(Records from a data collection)
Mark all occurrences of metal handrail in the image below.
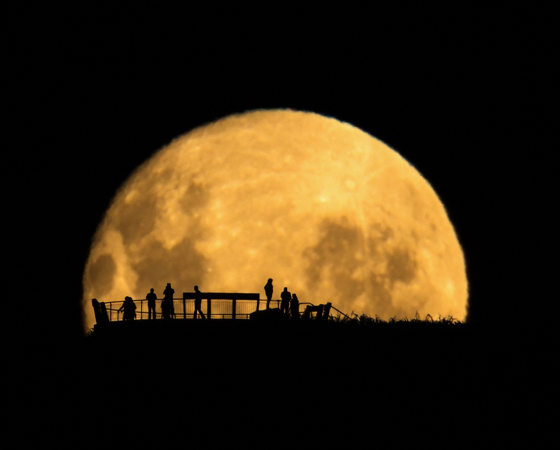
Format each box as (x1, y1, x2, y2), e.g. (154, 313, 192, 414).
(330, 305, 352, 321)
(99, 298, 347, 322)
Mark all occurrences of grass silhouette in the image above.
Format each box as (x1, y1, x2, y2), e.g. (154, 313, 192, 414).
(22, 312, 553, 446)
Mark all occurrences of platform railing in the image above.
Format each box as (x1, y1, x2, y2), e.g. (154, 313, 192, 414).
(103, 298, 283, 322)
(99, 298, 349, 322)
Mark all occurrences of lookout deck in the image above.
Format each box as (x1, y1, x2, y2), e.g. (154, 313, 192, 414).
(92, 293, 348, 326)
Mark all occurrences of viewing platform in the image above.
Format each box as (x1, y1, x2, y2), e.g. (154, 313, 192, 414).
(91, 292, 349, 329)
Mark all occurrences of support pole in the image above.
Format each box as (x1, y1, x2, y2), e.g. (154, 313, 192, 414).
(232, 298, 236, 320)
(207, 298, 212, 320)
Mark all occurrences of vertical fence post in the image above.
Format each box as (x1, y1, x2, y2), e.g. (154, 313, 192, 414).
(183, 297, 186, 320)
(232, 298, 236, 320)
(207, 298, 212, 320)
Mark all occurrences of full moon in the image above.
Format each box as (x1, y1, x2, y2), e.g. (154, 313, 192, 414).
(83, 110, 467, 330)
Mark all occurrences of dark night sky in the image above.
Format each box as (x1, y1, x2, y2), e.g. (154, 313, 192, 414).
(9, 5, 555, 340)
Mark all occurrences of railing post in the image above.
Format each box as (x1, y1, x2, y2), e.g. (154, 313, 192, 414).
(207, 298, 212, 320)
(232, 298, 236, 320)
(183, 298, 186, 320)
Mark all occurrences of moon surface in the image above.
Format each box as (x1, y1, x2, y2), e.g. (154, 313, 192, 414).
(83, 109, 467, 330)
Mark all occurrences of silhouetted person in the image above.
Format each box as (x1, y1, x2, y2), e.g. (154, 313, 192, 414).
(99, 302, 109, 324)
(161, 298, 170, 320)
(162, 283, 175, 320)
(118, 296, 137, 321)
(280, 287, 291, 317)
(146, 288, 157, 320)
(193, 285, 206, 319)
(290, 293, 300, 319)
(264, 278, 273, 310)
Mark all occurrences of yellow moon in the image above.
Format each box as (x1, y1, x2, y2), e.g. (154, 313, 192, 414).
(83, 110, 467, 329)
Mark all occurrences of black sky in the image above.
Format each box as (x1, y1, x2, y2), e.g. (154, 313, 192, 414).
(9, 5, 555, 340)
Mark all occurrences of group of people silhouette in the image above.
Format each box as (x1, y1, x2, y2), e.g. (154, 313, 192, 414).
(118, 282, 178, 321)
(116, 283, 207, 321)
(264, 278, 300, 319)
(115, 278, 301, 321)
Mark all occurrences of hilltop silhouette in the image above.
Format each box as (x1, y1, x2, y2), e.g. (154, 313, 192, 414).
(16, 304, 557, 448)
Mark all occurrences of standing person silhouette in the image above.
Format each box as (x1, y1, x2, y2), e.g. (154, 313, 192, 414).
(162, 283, 175, 320)
(264, 278, 273, 310)
(119, 296, 136, 321)
(146, 288, 157, 320)
(161, 298, 169, 320)
(290, 293, 300, 319)
(280, 287, 291, 317)
(193, 285, 205, 319)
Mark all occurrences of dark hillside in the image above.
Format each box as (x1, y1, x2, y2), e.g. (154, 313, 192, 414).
(85, 322, 506, 412)
(17, 317, 555, 446)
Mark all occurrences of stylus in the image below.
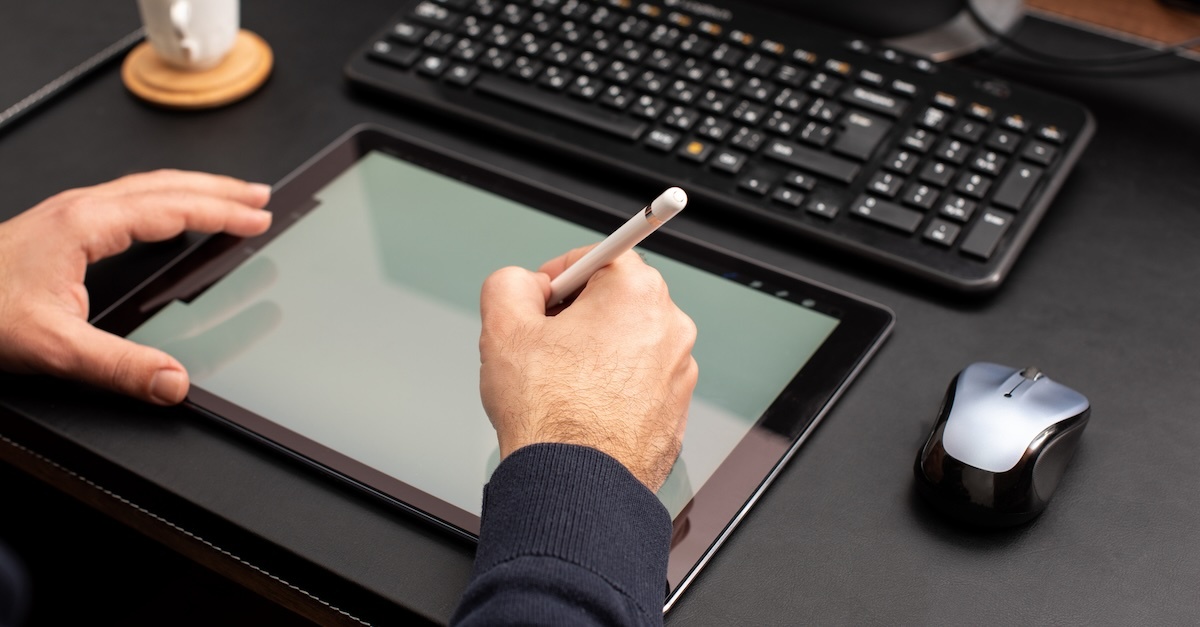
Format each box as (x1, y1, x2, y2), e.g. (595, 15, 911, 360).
(0, 28, 145, 137)
(547, 187, 687, 306)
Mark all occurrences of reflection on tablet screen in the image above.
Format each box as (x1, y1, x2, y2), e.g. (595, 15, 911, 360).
(129, 151, 840, 518)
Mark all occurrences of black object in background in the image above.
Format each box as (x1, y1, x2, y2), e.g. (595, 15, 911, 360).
(1160, 0, 1200, 13)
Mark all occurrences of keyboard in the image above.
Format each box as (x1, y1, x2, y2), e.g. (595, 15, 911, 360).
(345, 0, 1095, 292)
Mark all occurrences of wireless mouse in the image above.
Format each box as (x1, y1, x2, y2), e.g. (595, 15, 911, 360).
(914, 362, 1090, 527)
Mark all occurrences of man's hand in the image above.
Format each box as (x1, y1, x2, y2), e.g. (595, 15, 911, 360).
(0, 169, 272, 405)
(479, 247, 698, 492)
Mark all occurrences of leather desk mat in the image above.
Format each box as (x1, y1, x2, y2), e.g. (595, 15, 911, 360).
(1, 1, 1198, 624)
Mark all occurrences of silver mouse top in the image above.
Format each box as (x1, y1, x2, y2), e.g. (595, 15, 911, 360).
(943, 362, 1090, 473)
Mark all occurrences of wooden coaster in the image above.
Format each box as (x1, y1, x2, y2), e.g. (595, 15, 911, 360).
(122, 30, 273, 109)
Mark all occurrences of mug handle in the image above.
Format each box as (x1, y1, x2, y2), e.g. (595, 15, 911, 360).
(169, 0, 200, 64)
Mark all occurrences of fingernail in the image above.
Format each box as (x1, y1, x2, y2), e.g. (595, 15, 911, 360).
(250, 182, 272, 196)
(150, 369, 188, 405)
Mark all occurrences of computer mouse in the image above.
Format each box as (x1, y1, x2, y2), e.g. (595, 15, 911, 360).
(913, 362, 1090, 527)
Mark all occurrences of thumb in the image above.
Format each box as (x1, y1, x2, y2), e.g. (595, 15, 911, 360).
(480, 266, 551, 337)
(48, 316, 190, 405)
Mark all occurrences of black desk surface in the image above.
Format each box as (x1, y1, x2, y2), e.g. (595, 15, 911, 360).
(2, 2, 1198, 625)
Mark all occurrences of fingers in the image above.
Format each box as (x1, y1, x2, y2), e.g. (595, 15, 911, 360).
(87, 169, 271, 208)
(480, 266, 551, 337)
(35, 314, 190, 405)
(537, 243, 598, 279)
(60, 188, 272, 263)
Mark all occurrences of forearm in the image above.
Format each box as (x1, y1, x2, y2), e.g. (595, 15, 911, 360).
(452, 443, 672, 626)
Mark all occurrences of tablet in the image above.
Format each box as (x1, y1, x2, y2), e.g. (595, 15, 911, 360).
(93, 125, 893, 611)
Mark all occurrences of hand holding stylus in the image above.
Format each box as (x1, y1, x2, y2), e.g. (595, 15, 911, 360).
(547, 187, 687, 306)
(479, 239, 699, 491)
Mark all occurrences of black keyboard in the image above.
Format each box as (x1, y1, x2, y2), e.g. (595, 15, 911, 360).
(345, 0, 1094, 292)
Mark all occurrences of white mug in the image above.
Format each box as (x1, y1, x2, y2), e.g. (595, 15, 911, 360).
(136, 0, 240, 71)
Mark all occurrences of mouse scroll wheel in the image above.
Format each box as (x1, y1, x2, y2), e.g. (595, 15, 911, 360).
(1020, 367, 1044, 381)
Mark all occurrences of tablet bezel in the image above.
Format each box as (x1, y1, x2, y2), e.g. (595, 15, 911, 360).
(92, 124, 894, 610)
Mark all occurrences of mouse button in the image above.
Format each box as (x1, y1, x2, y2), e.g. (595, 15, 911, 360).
(957, 362, 1021, 400)
(942, 403, 1034, 473)
(1026, 377, 1090, 421)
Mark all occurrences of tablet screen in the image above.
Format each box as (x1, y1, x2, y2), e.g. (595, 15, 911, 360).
(127, 149, 840, 520)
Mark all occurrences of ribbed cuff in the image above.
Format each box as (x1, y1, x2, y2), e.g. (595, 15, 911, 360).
(474, 443, 672, 613)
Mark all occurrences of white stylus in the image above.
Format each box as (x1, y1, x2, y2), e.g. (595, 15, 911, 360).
(547, 187, 688, 306)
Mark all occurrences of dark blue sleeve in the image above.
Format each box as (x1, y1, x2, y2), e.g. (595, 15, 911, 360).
(451, 443, 671, 626)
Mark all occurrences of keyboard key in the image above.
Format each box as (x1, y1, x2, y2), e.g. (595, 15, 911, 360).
(1022, 140, 1057, 165)
(538, 66, 573, 91)
(445, 63, 480, 86)
(664, 106, 699, 131)
(599, 84, 634, 109)
(680, 139, 716, 162)
(1002, 114, 1029, 132)
(798, 121, 833, 147)
(935, 138, 970, 164)
(509, 56, 544, 81)
(710, 149, 748, 174)
(644, 128, 681, 151)
(938, 195, 977, 222)
(806, 98, 842, 123)
(918, 161, 955, 187)
(630, 94, 667, 120)
(729, 126, 765, 151)
(867, 171, 903, 197)
(890, 79, 917, 97)
(933, 92, 958, 109)
(902, 183, 939, 210)
(850, 195, 923, 233)
(698, 89, 732, 114)
(1037, 125, 1065, 143)
(924, 219, 961, 246)
(474, 74, 647, 140)
(950, 118, 986, 142)
(772, 187, 805, 208)
(960, 210, 1014, 259)
(916, 106, 949, 131)
(899, 127, 933, 152)
(764, 110, 799, 135)
(740, 77, 776, 102)
(764, 139, 860, 183)
(368, 41, 421, 69)
(739, 174, 771, 195)
(389, 22, 429, 46)
(992, 163, 1044, 210)
(412, 1, 463, 30)
(842, 86, 908, 117)
(806, 72, 842, 97)
(987, 129, 1020, 154)
(967, 102, 994, 121)
(696, 116, 731, 140)
(970, 150, 1006, 176)
(567, 75, 601, 100)
(832, 111, 892, 161)
(417, 54, 449, 77)
(884, 149, 918, 175)
(806, 196, 840, 219)
(784, 171, 817, 191)
(731, 100, 767, 125)
(955, 172, 992, 199)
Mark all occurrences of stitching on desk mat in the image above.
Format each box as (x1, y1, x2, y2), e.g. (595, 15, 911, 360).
(0, 433, 371, 626)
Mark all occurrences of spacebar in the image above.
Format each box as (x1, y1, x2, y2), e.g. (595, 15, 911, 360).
(474, 75, 646, 141)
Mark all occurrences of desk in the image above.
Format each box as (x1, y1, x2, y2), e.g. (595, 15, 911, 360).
(2, 1, 1199, 625)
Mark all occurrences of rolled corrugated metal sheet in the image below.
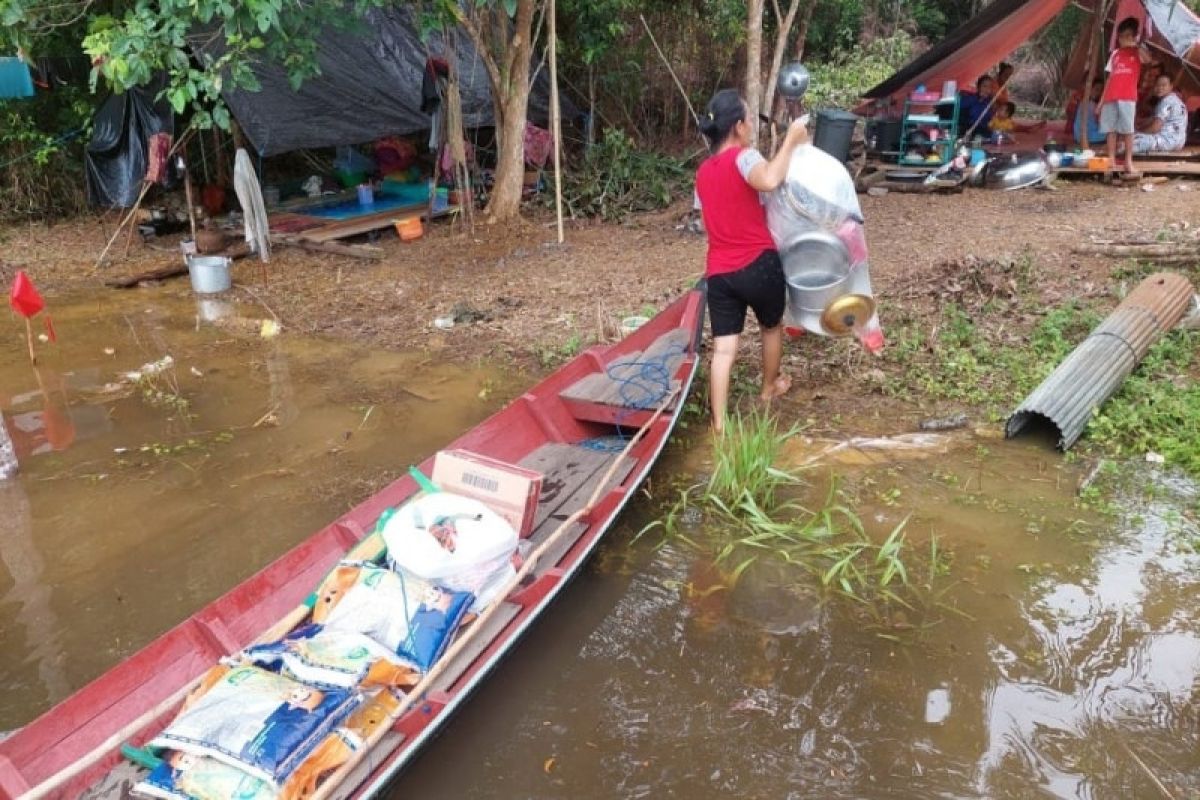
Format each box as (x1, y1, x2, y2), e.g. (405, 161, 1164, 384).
(1006, 272, 1194, 450)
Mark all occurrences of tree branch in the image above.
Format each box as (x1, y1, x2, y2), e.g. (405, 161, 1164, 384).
(453, 5, 503, 104)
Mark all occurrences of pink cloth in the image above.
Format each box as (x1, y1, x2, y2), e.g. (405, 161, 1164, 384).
(144, 132, 172, 185)
(523, 123, 553, 168)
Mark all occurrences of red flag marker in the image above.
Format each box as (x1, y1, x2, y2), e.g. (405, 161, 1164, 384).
(10, 270, 45, 318)
(10, 270, 45, 365)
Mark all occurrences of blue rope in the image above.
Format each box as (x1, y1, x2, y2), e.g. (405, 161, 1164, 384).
(0, 127, 86, 172)
(600, 342, 687, 434)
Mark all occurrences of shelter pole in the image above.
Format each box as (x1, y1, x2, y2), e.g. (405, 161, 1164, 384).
(1081, 0, 1110, 139)
(180, 156, 198, 244)
(549, 0, 564, 244)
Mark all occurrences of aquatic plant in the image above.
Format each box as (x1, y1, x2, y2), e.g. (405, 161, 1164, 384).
(640, 411, 953, 625)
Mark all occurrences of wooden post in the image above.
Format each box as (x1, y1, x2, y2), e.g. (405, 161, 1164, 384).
(549, 0, 565, 244)
(24, 317, 36, 366)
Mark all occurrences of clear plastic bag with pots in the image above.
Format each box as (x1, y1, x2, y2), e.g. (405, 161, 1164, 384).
(766, 144, 884, 352)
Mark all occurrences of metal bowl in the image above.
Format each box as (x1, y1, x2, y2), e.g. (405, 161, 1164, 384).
(983, 151, 1055, 191)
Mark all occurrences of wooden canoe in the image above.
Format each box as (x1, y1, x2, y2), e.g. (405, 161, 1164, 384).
(0, 286, 706, 800)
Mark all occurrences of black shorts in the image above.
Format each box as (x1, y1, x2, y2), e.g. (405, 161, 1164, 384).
(707, 249, 787, 337)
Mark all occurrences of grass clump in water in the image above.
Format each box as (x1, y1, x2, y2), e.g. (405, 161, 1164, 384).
(642, 411, 954, 624)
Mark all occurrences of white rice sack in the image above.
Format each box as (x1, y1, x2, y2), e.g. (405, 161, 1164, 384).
(312, 561, 472, 671)
(147, 665, 358, 787)
(244, 623, 420, 690)
(383, 493, 517, 610)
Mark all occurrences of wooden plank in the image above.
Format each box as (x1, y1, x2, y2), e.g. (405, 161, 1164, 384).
(104, 263, 189, 289)
(519, 444, 613, 531)
(1058, 161, 1200, 177)
(430, 602, 522, 693)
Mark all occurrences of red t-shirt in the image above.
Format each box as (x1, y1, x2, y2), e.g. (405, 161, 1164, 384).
(1102, 46, 1141, 103)
(695, 147, 777, 277)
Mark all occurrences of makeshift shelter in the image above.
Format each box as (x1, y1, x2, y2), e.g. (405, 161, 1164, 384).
(217, 6, 574, 157)
(862, 0, 1200, 112)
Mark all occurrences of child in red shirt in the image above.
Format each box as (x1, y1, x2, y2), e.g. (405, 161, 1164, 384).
(695, 90, 808, 433)
(1101, 17, 1152, 177)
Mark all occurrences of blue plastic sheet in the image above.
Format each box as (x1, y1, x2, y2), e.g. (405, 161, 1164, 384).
(0, 57, 34, 100)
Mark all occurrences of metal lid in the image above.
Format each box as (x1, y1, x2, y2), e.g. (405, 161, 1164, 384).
(821, 294, 877, 335)
(778, 62, 811, 99)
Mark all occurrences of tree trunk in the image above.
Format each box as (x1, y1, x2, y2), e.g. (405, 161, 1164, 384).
(745, 0, 764, 147)
(794, 0, 815, 61)
(763, 0, 803, 151)
(488, 89, 532, 221)
(485, 0, 536, 222)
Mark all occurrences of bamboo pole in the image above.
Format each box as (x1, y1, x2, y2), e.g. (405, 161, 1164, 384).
(23, 317, 36, 366)
(310, 387, 682, 800)
(548, 0, 564, 244)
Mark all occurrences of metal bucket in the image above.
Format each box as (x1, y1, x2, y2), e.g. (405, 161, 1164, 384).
(186, 255, 232, 294)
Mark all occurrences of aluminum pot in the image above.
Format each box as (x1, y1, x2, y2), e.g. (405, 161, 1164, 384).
(781, 230, 857, 334)
(983, 151, 1055, 191)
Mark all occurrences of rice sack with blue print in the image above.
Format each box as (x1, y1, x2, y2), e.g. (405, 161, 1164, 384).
(147, 664, 358, 788)
(135, 728, 364, 800)
(382, 493, 518, 613)
(244, 623, 421, 690)
(312, 561, 472, 671)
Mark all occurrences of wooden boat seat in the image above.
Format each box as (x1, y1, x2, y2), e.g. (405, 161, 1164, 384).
(559, 329, 691, 426)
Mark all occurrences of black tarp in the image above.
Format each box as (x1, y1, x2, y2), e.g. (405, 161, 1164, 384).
(85, 79, 173, 208)
(220, 7, 575, 157)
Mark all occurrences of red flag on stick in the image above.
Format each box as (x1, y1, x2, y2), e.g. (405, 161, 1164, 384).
(10, 270, 51, 365)
(10, 270, 45, 318)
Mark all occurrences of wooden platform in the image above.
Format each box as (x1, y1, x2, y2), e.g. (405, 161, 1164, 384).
(559, 329, 690, 427)
(268, 199, 459, 243)
(1058, 160, 1200, 178)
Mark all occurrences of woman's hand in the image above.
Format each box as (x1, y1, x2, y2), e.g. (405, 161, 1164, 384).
(785, 116, 811, 147)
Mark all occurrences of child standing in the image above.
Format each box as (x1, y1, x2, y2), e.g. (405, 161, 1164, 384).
(1100, 17, 1151, 177)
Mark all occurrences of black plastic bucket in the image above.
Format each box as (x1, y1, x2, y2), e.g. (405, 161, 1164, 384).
(814, 109, 859, 163)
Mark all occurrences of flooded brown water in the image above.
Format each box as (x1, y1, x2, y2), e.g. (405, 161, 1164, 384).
(0, 287, 517, 730)
(5, 292, 1199, 799)
(398, 434, 1200, 799)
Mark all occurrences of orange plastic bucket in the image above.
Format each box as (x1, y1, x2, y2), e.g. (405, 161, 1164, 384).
(395, 217, 423, 242)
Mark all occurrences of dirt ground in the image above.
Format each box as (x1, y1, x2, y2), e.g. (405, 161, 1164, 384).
(2, 176, 1197, 428)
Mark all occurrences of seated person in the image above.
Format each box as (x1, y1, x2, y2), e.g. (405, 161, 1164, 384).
(959, 75, 999, 137)
(990, 101, 1047, 136)
(1073, 79, 1108, 146)
(995, 62, 1015, 105)
(1133, 74, 1188, 154)
(1136, 61, 1164, 125)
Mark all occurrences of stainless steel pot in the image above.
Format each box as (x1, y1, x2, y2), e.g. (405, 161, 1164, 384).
(782, 230, 864, 335)
(983, 151, 1055, 191)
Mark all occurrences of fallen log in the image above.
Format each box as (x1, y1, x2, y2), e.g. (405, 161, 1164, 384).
(104, 263, 189, 289)
(269, 234, 384, 260)
(1071, 242, 1200, 257)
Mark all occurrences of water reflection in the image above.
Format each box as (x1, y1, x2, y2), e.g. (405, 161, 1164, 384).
(400, 444, 1200, 800)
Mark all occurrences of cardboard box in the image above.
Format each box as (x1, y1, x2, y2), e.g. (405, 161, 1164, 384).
(432, 449, 543, 538)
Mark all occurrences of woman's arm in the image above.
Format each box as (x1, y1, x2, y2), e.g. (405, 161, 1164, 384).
(744, 117, 810, 193)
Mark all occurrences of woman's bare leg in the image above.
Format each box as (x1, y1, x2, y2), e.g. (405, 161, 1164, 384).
(710, 334, 739, 433)
(760, 325, 791, 400)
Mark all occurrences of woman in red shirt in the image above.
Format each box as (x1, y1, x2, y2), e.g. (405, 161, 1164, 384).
(695, 89, 809, 433)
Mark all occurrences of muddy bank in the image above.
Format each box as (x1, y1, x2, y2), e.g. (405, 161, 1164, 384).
(2, 180, 1198, 428)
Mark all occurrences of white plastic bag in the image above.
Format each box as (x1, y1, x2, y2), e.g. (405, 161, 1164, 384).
(383, 493, 518, 611)
(766, 143, 863, 247)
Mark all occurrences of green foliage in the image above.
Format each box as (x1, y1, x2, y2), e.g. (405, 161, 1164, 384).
(639, 411, 953, 625)
(1089, 331, 1200, 474)
(2, 0, 389, 129)
(806, 33, 915, 110)
(559, 128, 689, 221)
(706, 409, 801, 511)
(0, 87, 94, 221)
(888, 294, 1200, 476)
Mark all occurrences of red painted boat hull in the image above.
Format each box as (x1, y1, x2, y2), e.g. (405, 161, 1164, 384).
(0, 287, 705, 799)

**What is being asked**
Would you please repeat exactly the lines above, starting at the line with "Mark all occurrences of wooden plank" and stopping at the line with "Mark all occurrences of red t-shirt", both included?

**Result of the task**
Mark all occurrences of wooden plank in the image above.
Format each box as (x1, y1, x2, y2), e.g. (405, 161, 1164, 384).
(104, 263, 189, 289)
(519, 444, 613, 531)
(1058, 161, 1200, 177)
(430, 602, 522, 693)
Mark all occurrences of red t-shirt in the image above.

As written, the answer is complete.